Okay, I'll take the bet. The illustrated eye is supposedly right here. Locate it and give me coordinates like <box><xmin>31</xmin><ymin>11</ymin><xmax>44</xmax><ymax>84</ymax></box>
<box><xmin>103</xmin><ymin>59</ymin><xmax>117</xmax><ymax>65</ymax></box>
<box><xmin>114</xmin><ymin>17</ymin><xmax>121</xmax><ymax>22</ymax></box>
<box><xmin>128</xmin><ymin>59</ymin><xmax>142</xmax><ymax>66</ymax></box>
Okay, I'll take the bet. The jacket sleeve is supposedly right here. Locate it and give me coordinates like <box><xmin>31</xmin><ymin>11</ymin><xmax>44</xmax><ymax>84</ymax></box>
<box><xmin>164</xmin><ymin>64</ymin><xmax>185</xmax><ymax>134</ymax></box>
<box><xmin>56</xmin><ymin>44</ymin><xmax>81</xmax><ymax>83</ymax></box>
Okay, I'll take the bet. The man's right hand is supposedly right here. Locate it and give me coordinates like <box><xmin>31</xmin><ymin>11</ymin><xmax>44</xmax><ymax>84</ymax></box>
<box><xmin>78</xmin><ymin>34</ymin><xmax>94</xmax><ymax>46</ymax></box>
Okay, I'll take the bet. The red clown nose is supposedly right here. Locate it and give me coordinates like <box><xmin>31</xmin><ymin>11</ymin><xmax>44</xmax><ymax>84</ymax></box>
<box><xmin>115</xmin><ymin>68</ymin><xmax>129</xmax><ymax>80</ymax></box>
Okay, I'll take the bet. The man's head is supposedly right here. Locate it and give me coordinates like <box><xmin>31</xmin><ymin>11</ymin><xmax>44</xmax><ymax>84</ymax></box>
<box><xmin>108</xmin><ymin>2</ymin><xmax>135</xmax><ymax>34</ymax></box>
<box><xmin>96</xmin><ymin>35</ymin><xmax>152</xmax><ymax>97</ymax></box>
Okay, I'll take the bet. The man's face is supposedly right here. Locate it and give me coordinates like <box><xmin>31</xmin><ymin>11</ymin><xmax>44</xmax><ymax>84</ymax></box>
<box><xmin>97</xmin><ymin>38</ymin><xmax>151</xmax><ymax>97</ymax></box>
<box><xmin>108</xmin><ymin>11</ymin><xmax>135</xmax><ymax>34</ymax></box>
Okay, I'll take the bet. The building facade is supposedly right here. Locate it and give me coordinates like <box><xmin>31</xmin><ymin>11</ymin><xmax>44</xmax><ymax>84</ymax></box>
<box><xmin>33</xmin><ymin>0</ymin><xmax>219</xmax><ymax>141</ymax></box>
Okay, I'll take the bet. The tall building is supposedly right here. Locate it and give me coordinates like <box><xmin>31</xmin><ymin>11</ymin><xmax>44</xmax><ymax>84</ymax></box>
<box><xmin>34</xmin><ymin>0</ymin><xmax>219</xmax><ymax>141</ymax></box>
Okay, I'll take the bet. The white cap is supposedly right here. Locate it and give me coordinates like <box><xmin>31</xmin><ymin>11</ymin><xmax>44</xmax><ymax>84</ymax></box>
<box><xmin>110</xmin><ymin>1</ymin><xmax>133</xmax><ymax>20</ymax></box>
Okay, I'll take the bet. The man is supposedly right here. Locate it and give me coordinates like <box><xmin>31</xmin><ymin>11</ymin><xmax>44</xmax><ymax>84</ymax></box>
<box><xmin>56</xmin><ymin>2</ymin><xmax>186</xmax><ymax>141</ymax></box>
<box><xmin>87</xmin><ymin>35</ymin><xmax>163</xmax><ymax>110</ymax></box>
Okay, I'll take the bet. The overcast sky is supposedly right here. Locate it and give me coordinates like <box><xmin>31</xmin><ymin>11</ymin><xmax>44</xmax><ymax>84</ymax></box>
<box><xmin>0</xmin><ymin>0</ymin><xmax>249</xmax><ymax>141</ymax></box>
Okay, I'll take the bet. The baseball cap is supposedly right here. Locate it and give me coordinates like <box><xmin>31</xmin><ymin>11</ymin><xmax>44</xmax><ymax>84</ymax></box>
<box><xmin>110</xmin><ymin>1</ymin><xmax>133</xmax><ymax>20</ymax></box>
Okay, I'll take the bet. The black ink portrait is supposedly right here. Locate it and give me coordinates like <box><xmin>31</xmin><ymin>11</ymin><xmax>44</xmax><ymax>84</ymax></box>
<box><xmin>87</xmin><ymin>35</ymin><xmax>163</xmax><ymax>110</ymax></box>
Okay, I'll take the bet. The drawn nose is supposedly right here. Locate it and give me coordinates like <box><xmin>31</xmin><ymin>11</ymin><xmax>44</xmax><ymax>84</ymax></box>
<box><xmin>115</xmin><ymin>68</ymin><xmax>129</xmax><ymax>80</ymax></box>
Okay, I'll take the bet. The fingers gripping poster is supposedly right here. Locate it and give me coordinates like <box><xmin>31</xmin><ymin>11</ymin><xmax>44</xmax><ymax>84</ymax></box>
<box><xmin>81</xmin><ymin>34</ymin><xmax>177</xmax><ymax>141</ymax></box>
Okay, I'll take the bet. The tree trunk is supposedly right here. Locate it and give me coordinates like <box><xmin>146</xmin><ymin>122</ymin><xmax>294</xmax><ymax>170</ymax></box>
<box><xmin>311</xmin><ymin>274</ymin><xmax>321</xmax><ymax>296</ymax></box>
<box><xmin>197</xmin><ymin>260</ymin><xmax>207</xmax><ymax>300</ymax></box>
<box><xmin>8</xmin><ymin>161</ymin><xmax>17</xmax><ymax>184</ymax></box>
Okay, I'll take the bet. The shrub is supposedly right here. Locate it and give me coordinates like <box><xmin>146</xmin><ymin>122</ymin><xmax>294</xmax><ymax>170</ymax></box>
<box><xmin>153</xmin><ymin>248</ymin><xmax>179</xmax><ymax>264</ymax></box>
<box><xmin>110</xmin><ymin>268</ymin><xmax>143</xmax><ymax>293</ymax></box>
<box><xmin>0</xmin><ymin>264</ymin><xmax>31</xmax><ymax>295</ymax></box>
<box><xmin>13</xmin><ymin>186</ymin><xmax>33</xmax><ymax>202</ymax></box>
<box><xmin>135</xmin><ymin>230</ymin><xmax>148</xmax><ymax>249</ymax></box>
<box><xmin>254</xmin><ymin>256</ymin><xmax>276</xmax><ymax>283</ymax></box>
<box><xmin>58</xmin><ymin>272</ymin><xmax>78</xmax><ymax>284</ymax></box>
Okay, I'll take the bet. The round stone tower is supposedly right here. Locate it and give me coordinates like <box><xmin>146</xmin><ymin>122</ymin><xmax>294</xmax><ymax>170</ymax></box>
□ □ □ □
* _Exercise description_: Pick out every line in the listing above that contains the word "trunk", and copy each of those lines.

* _Solution for this exercise_:
Okay, I'll take the bet. The tree trunk is supposedly right here. Locate it and give me coordinates like <box><xmin>146</xmin><ymin>122</ymin><xmax>294</xmax><ymax>170</ymax></box>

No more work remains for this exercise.